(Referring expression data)
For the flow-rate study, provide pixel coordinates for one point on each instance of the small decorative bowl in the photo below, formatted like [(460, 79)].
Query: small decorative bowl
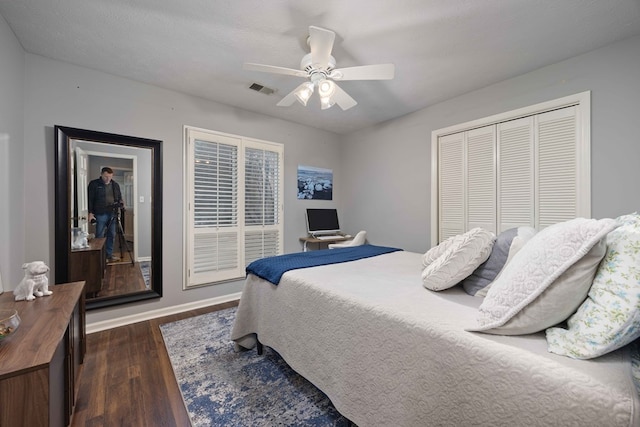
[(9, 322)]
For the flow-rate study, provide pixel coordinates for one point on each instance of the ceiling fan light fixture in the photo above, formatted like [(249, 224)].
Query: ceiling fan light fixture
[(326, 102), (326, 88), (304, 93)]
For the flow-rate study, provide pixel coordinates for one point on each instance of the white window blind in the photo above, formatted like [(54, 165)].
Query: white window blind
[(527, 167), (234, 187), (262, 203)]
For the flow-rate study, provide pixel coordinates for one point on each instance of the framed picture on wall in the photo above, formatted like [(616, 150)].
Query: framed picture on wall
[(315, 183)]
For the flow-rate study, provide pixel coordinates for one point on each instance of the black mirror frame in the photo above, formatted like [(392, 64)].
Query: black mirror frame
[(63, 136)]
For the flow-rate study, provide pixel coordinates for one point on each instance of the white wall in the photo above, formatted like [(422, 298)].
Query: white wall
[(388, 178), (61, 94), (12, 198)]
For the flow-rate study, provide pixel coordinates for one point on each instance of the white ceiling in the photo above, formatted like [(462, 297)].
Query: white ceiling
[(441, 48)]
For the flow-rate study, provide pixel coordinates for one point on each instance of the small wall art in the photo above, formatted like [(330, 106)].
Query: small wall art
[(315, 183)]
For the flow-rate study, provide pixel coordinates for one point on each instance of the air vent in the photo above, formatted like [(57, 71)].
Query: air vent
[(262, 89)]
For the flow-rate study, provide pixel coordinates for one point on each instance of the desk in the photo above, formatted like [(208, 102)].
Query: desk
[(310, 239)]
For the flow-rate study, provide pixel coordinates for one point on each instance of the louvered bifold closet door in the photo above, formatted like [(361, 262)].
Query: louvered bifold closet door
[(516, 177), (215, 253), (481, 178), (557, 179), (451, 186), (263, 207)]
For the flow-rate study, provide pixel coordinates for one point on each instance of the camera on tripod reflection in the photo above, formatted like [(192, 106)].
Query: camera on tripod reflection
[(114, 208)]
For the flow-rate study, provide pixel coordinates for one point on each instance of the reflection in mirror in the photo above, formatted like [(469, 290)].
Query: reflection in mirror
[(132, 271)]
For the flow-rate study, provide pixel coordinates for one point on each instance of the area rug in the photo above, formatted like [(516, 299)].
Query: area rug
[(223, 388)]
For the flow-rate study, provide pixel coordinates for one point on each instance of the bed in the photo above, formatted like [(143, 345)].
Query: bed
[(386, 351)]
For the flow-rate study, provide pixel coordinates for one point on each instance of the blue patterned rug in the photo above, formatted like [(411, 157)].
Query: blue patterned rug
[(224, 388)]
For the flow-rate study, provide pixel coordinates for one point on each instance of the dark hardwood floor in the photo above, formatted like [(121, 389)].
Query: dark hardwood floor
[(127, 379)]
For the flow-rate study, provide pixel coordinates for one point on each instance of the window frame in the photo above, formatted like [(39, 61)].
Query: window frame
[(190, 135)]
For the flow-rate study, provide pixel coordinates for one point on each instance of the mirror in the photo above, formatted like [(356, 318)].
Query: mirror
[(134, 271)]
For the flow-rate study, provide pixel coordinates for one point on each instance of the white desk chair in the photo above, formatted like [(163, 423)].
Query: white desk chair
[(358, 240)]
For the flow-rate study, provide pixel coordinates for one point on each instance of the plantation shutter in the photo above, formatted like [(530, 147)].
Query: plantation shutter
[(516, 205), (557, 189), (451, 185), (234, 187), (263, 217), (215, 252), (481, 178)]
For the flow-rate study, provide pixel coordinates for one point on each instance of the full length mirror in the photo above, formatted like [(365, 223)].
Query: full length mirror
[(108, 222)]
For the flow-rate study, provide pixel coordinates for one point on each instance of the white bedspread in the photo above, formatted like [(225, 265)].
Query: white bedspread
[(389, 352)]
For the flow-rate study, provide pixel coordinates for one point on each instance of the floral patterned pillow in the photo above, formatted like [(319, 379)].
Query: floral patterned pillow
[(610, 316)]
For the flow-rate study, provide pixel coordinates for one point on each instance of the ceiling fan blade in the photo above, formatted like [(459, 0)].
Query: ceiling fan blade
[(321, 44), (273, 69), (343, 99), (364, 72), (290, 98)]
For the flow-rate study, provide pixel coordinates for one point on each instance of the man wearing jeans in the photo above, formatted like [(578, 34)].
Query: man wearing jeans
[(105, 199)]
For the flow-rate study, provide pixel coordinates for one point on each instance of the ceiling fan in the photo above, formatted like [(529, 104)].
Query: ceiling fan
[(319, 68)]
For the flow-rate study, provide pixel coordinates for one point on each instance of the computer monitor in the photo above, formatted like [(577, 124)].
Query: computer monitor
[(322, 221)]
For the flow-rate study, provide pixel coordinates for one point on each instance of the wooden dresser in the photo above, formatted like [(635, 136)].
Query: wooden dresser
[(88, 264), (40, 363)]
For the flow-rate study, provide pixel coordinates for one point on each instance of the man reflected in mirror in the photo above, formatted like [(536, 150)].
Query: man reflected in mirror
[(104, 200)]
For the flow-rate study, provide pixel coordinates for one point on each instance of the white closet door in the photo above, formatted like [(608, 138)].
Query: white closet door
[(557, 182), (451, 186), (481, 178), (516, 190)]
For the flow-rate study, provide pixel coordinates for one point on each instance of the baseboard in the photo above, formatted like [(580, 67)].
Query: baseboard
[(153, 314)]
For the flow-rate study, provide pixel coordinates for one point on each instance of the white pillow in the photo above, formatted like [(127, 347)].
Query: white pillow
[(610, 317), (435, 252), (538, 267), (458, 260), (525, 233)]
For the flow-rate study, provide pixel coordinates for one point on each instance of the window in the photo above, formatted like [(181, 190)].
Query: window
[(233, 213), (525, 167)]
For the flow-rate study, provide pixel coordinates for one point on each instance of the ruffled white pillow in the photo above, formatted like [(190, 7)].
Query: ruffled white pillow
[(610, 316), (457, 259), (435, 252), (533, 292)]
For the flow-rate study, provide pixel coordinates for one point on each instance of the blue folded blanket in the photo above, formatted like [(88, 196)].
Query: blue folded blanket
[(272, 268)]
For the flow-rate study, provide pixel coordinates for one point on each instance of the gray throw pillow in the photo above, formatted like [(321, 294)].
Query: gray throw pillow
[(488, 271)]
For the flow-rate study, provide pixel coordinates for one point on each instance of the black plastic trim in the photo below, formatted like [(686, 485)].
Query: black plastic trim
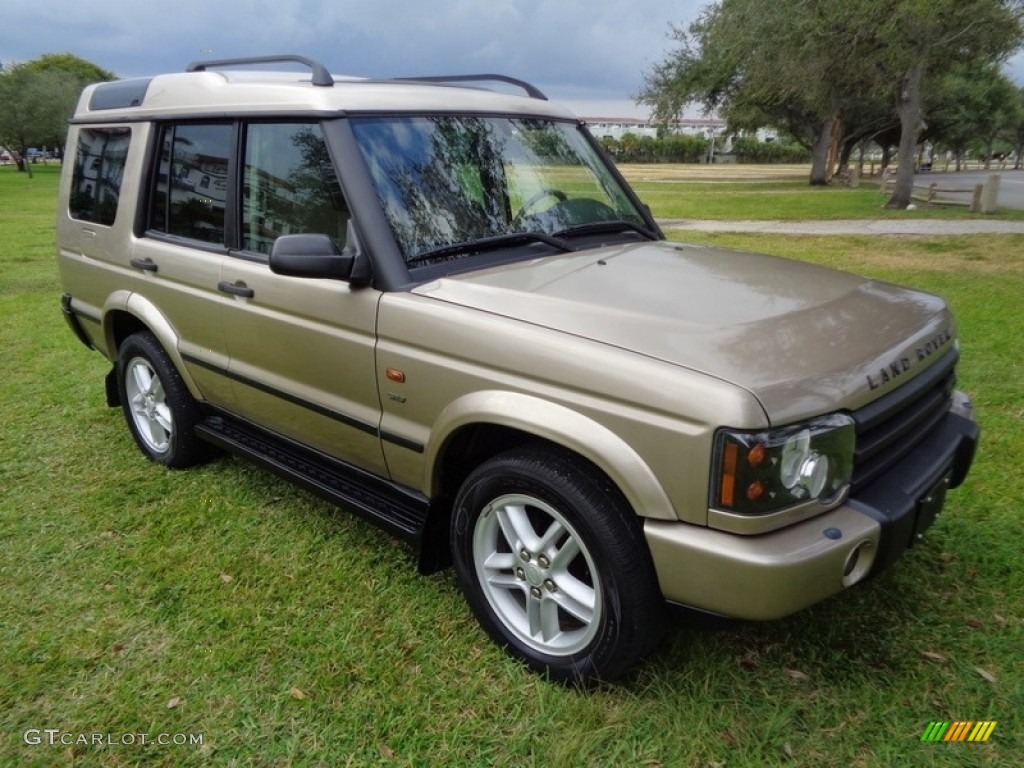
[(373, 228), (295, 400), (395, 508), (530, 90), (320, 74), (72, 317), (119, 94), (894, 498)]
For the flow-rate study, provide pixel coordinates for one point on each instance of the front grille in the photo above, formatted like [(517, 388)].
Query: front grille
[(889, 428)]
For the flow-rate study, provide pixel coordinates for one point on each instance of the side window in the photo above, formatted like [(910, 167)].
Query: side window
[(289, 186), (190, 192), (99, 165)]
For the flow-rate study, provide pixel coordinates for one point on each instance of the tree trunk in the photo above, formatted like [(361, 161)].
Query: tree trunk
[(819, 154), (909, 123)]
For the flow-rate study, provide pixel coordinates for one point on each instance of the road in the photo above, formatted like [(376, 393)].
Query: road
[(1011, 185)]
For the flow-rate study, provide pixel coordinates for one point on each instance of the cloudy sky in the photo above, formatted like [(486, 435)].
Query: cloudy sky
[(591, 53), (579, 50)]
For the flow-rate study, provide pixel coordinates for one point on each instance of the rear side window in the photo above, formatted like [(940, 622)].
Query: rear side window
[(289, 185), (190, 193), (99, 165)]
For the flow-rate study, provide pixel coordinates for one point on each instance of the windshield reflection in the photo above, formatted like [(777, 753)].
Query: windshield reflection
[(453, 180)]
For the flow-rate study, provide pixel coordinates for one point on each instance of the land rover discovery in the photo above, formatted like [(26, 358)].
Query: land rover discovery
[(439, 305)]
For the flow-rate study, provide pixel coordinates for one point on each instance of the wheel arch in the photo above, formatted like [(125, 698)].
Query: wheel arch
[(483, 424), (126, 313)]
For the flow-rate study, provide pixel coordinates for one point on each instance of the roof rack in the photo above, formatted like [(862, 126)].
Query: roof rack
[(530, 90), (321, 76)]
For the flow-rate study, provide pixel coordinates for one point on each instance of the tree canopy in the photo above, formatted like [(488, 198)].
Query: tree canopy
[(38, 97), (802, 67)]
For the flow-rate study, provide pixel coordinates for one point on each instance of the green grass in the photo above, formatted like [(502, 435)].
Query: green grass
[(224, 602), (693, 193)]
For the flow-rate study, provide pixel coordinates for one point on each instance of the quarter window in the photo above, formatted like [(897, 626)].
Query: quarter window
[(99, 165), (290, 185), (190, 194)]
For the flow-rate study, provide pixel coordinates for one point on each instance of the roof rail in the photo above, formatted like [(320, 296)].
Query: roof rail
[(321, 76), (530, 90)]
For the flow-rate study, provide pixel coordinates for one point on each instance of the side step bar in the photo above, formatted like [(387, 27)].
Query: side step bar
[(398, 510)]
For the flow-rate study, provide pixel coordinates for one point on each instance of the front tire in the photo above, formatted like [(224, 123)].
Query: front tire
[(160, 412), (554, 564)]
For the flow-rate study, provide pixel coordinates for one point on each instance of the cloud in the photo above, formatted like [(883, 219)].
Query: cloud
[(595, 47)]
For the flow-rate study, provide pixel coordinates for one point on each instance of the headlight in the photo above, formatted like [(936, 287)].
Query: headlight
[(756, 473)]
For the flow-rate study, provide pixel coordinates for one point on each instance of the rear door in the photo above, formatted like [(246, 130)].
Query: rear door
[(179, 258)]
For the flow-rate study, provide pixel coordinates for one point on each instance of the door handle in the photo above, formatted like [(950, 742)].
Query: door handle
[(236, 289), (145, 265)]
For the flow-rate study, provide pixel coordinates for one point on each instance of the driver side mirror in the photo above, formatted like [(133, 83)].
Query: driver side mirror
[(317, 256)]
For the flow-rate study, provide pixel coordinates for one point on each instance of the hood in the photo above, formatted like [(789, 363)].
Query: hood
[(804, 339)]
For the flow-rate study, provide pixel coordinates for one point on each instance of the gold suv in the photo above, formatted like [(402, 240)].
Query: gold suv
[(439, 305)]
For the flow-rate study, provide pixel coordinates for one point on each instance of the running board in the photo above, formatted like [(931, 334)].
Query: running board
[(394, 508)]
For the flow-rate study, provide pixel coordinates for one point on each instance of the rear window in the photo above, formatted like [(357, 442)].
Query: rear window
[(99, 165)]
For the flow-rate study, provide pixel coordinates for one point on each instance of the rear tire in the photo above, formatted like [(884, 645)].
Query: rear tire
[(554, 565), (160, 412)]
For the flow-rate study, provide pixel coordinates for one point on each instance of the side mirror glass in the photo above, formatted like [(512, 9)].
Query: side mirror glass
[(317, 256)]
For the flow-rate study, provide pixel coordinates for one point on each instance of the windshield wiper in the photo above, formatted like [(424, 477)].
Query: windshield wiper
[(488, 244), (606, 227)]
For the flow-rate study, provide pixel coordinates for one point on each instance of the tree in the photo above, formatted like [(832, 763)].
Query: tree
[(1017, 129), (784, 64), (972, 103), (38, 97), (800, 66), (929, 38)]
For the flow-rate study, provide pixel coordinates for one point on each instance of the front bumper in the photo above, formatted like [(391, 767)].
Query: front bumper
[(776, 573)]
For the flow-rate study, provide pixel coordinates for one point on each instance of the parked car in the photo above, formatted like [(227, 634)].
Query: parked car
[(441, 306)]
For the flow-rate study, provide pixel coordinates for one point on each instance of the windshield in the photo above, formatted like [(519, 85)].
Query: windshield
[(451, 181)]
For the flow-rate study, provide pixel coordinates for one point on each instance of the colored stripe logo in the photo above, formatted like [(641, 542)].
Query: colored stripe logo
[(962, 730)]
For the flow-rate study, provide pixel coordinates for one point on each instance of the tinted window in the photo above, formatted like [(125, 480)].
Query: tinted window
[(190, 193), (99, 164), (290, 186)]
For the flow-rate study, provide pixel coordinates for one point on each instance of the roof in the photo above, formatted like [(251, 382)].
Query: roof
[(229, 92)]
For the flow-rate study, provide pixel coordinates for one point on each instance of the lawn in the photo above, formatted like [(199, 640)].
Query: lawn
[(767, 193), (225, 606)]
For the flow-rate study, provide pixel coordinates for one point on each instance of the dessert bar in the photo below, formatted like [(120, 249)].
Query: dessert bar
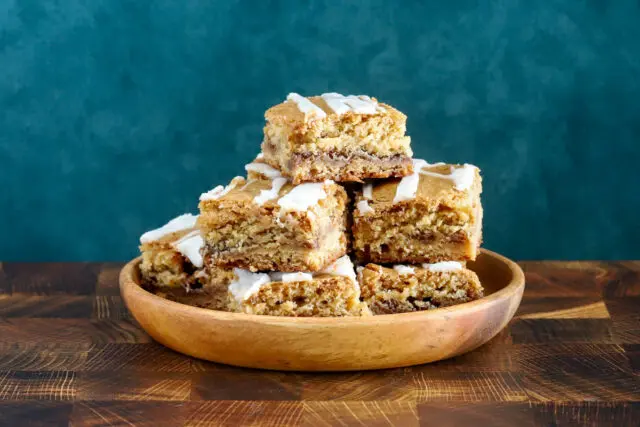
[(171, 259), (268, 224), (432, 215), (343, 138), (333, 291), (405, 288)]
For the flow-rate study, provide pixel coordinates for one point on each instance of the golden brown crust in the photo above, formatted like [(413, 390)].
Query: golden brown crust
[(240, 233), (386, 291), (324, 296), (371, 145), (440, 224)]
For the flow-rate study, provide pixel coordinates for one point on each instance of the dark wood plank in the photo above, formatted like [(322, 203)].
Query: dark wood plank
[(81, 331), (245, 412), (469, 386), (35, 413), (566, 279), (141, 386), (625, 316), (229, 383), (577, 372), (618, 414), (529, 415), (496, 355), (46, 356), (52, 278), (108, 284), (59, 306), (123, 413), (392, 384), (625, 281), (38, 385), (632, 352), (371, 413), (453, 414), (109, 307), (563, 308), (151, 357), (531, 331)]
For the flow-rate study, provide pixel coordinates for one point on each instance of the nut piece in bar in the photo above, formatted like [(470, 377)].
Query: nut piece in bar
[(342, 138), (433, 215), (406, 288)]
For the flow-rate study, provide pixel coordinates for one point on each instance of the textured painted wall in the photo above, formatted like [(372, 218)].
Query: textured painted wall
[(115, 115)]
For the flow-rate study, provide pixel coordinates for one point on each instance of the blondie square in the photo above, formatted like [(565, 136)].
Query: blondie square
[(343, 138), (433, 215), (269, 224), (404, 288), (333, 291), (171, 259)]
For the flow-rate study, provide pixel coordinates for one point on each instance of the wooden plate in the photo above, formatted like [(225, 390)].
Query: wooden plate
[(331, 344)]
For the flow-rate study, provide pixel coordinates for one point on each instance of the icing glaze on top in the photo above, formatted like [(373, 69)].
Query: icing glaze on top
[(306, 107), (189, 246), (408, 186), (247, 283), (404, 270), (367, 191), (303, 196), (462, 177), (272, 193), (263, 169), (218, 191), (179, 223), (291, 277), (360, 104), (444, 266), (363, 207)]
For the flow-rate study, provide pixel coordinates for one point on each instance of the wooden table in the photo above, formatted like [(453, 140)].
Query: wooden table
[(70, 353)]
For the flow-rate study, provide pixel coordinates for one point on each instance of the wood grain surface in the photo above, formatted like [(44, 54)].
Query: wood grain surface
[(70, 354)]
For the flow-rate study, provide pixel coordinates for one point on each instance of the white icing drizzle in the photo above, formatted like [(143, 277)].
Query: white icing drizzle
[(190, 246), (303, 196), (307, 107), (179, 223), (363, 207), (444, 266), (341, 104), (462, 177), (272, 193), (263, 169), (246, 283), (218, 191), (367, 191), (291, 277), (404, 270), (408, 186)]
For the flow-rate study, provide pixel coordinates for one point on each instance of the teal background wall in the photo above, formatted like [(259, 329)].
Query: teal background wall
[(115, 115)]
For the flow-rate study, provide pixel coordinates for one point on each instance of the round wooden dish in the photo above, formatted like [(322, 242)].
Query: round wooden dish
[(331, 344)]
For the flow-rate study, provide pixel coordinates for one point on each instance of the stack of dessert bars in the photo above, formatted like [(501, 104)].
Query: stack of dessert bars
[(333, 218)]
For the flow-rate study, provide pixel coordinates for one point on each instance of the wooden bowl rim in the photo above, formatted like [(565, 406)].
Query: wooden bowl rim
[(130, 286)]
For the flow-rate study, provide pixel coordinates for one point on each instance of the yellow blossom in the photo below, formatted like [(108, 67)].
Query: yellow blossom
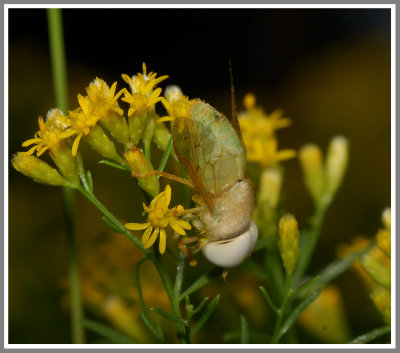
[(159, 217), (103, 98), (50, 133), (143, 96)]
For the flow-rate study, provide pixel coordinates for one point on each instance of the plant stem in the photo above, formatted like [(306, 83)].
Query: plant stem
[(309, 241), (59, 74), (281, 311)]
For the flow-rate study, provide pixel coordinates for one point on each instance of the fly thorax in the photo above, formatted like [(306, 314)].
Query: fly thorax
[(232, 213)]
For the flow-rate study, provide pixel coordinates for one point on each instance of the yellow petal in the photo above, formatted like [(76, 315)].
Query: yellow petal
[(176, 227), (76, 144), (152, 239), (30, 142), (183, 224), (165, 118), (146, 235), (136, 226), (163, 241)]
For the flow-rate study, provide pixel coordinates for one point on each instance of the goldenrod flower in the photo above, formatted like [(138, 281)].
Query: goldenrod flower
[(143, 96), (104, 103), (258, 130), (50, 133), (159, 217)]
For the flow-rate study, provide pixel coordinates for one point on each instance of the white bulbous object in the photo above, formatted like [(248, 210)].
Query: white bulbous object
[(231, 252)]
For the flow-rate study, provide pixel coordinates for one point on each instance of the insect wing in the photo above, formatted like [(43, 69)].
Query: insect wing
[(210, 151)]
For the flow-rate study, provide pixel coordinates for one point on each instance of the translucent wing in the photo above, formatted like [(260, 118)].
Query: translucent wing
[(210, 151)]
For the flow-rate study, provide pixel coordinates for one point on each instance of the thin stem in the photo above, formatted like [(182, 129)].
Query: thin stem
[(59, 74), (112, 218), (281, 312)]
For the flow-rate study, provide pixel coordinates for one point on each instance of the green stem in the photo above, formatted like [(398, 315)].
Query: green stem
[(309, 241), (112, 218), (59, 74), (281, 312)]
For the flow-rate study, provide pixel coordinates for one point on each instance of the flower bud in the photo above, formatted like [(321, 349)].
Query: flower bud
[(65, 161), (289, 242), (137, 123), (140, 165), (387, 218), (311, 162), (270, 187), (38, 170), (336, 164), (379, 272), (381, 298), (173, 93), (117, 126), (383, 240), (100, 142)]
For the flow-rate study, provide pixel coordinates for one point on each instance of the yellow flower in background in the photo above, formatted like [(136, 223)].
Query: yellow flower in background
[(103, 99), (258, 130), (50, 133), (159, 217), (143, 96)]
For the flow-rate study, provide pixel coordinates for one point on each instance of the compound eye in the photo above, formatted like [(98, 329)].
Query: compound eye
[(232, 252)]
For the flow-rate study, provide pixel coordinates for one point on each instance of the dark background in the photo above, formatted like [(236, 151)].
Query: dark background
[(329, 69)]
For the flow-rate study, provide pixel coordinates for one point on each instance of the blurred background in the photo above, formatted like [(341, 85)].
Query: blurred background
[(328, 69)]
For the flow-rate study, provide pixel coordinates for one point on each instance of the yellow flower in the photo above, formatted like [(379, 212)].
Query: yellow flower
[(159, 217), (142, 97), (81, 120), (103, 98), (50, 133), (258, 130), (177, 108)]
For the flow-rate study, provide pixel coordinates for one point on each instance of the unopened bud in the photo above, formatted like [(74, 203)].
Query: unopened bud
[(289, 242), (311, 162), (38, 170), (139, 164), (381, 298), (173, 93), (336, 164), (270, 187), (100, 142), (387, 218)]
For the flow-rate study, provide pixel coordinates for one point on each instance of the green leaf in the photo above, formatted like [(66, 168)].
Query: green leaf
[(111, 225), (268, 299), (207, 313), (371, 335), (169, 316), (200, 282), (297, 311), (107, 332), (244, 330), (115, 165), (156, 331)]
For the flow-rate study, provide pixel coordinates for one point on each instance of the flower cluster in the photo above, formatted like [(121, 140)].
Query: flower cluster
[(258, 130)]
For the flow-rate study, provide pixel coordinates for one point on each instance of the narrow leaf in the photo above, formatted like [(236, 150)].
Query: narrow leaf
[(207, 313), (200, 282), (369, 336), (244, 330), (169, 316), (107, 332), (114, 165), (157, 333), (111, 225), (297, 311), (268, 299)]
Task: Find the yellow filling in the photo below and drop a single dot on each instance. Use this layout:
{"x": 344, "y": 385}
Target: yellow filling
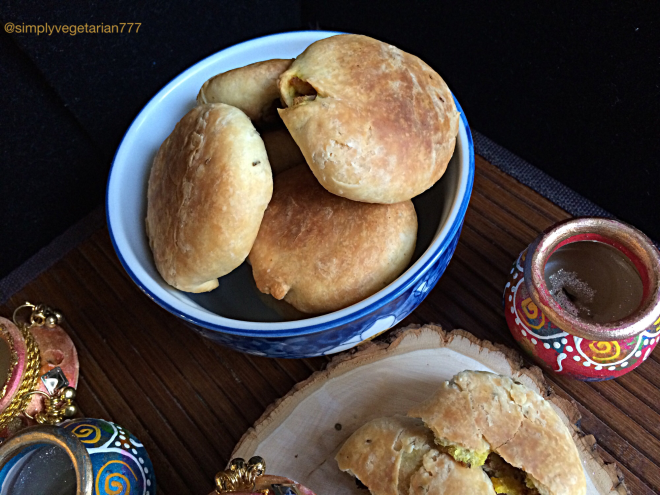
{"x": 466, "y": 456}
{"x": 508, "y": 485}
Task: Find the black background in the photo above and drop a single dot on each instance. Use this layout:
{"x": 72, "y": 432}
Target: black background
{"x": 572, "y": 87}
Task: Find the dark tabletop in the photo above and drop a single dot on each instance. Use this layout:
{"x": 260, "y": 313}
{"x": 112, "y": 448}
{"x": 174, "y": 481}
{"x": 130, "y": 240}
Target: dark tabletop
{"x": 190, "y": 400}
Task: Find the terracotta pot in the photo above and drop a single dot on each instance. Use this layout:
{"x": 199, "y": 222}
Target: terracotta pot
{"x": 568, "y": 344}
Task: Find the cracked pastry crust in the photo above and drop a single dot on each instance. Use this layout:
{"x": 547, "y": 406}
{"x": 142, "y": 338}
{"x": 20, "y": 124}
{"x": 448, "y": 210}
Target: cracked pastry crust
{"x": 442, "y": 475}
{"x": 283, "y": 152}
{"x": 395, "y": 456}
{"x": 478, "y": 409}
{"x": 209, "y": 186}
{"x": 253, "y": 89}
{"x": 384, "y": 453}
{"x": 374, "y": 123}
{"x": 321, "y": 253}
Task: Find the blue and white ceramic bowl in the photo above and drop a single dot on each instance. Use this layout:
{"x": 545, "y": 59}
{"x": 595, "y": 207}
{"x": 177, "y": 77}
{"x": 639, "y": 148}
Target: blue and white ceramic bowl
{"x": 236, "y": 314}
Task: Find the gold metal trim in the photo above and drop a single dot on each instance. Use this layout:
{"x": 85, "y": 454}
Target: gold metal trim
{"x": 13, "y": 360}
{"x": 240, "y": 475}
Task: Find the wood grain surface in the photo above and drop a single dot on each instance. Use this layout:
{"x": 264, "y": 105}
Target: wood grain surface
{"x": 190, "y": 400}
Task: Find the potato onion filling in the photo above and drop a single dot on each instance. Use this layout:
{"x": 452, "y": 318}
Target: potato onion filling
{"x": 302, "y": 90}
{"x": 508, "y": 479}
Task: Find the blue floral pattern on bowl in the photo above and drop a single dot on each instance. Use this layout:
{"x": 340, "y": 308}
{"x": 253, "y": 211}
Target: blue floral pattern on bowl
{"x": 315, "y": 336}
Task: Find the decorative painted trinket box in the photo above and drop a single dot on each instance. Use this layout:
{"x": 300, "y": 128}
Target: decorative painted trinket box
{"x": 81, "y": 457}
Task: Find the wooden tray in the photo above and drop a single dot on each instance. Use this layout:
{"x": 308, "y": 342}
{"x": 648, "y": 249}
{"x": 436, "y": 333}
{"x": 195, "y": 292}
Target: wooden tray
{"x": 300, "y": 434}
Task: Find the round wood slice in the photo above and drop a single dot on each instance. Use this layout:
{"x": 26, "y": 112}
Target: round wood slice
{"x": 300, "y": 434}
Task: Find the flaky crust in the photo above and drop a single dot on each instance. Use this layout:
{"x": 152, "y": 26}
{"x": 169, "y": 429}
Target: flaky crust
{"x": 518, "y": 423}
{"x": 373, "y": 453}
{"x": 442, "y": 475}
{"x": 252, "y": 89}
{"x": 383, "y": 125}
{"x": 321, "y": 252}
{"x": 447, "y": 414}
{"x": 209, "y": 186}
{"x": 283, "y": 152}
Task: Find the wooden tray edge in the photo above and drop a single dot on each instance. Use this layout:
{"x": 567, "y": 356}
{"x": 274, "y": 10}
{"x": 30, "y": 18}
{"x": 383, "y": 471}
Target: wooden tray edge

Task description: Copy out the lines above from the line containing "Query: baseboard" through the line containing "like [(517, 388)].", exactly, and keep the pictures out.

Exercise output:
Query: baseboard
[(153, 314)]
For the flow-rate study, provide pixel coordinates for one point on each instance of the white pillow in the photo above, formatted like [(127, 347)].
Query: white pillow
[(610, 317), (435, 252), (538, 267), (458, 260), (525, 233)]
For the flow-rate study, provide pixel coordinates for one point on each instance of the window in the photo above, formatted like [(181, 190)].
Query: window
[(233, 213), (525, 167)]
For the flow-rate study, provide pixel coordinates for one point on each instance of the ruffled white pillow in the photo above, formatted like [(190, 7)].
Query: ruffled white pillow
[(610, 316), (457, 259), (435, 252), (533, 292)]
For the flow-rate study, provide pixel coordinates for one point on each instance of the blue folded blanket in the photo above, formatted like [(88, 196)].
Query: blue folded blanket
[(272, 268)]
For the flow-rate study, provide pixel coordinates for one point on each instance of the gray throw pillow in the photo above, formatted like [(321, 294)].
Query: gray throw pillow
[(488, 271)]
For the flow-rate study, provide pixel coordinates for one point on each instance of the black plastic trim in the photo below, formatted like [(686, 485)].
Query: black plastic trim
[(373, 228), (295, 400), (395, 508), (530, 90), (320, 74), (72, 317), (119, 94), (894, 498)]
For the flow-rate study, provide pixel coordinates for one point on each instance of the front grille in the photo above, formatted like [(517, 388)].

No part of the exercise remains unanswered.